**What is expected**
In the records below, swap every "wooden cabin" for "log cabin" and write them out again with nothing else changed. Leave the pictures out.

----

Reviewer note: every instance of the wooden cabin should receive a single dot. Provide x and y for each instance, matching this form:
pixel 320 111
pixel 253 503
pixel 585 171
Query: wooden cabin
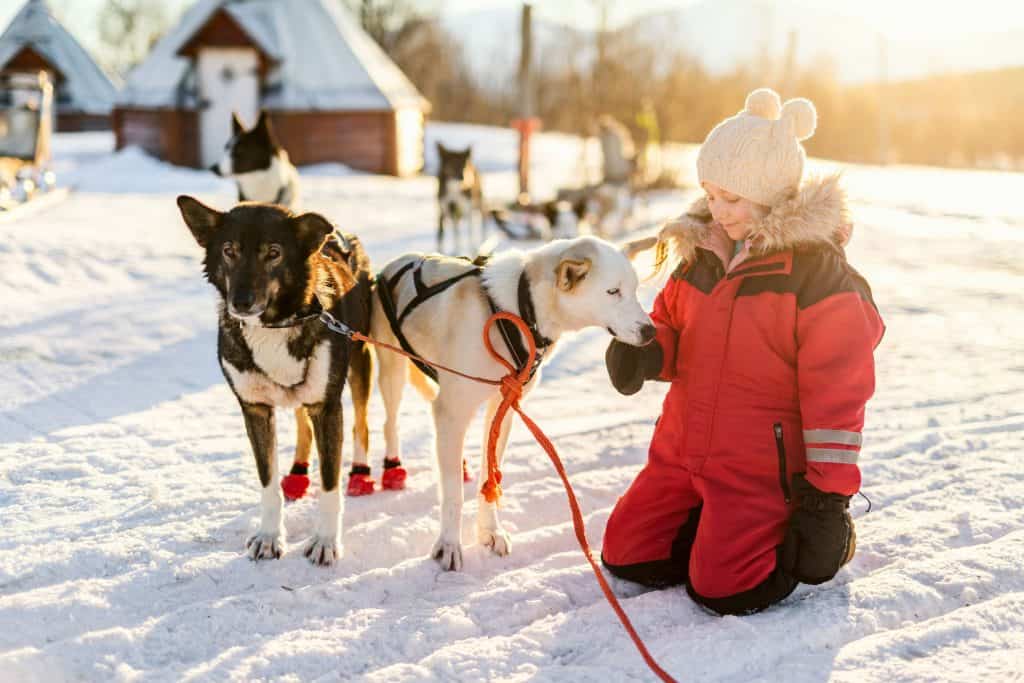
pixel 332 93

----

**Output**
Reviewer note: every instance of the log cabin should receive a single dot. Provide x and y for each instance, matching this form:
pixel 320 111
pixel 253 503
pixel 585 171
Query: log cabin
pixel 332 93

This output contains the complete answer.